───── Text provided

That's not to say that government-developed technologies don't emerge into commercial markets. BBN's Kent cites firewalls, intrusion-detection systems and certain types of encryption such as SMIME as being the product of government research.
Sometimes such technologies are kept secret by government but later developed independently by private researchers. Famously, the Diffie-Hellman cryptographic key exchange was developed by a British intelligence agency but kept classified even after it was published publicly.
Cole says that Lockheed doesn't market its security expertise separately, but has seen more government requests for proposals for data-loss prevention, handling threats and methods of performing penetration testing. "Down the road as this area continues to grow, we might move into that," he says.
The flip side of this is that sometimes government contractors buy up commercial security firms for their expertise but continue to sell the commercial products. This is the case with Raytheon's purchase of Oakley Systems in 2007, which still sells its SureView network monitoring and forensics software.

──────────
───── Records provided

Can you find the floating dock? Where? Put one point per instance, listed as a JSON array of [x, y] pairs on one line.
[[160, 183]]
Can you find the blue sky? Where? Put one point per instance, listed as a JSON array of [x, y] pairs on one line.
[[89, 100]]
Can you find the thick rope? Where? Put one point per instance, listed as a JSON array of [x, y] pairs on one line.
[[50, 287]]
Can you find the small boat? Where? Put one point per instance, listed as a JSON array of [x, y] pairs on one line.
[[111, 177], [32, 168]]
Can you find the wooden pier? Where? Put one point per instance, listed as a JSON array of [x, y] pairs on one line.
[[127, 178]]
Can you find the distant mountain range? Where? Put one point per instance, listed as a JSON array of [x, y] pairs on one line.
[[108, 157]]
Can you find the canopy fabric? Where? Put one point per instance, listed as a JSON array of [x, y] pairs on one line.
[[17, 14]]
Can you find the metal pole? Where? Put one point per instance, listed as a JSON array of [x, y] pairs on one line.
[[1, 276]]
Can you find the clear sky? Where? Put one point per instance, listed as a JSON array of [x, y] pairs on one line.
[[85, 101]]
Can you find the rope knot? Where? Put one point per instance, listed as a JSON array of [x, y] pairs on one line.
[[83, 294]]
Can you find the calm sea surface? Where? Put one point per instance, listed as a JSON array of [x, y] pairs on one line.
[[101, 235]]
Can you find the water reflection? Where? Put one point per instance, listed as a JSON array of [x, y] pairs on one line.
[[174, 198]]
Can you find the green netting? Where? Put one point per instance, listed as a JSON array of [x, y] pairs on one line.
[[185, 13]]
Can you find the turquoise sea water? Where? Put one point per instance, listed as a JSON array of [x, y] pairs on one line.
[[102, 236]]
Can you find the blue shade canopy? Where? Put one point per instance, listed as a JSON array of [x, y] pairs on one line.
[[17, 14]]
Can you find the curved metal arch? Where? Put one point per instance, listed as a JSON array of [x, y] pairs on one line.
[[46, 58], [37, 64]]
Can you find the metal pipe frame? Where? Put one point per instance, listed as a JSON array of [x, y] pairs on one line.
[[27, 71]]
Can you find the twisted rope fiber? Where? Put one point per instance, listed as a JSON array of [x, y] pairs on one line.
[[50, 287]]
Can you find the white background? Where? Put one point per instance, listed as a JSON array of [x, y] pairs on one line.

──────────

» **Goal 1**:
Write out the stretch of the passage on government security research from "Sometimes such technologies" through "and forensics software.".
» **Goal 2**:
Continue the passage on government and commercial security technology from the point where it ends.

» **Written reply 1**:
Sometimes such technologies are kept secret by government but later developed independently by private researchers. Famously, the Diffie-Hellman cryptographic key exchange was developed by a British intelligence agency but kept classified even after it was published publicly.
Cole says that Lockheed doesn't market its security expertise separately, but has seen more government requests for proposals for data-loss prevention, handling threats and methods of performing penetration testing. "Down the road as this area continues to grow, we might move into that," he says.
The flip side of this is that sometimes government contractors buy up commercial security firms for their expertise but continue to sell the commercial products. This is the case with Raytheon's purchase of Oakley Systems in 2007, which still sells its SureView network monitoring and forensics software.

» **Written reply 2**:
The software was developed to discover insider threats in defense networks, says Derek Smith, president of Raytheon Oakley Systems. "When we joined Raytheon, the idea was to take lessons learned in the defense environment into the critical infrastructure providers in the fortune 100 and say 'here is military-grade insider-threat technology.'"
Some of the government work falling under the cybersecurity umbrella is for implementing industry standard security measures, Kent says. This can be done by contractors known as body shops because they can provide the bodies needed to carry out tasks agencies choose to outsource.
Much of the government's cybersecurity work will be implementing what are considered industry best practices that might not yet be adopted in government networks, IP Architects' Pironti says. It will go a long way toward improving security, but won't require radically new technologies. "It's not as 'Mission Impossible' as you might think it is," he says.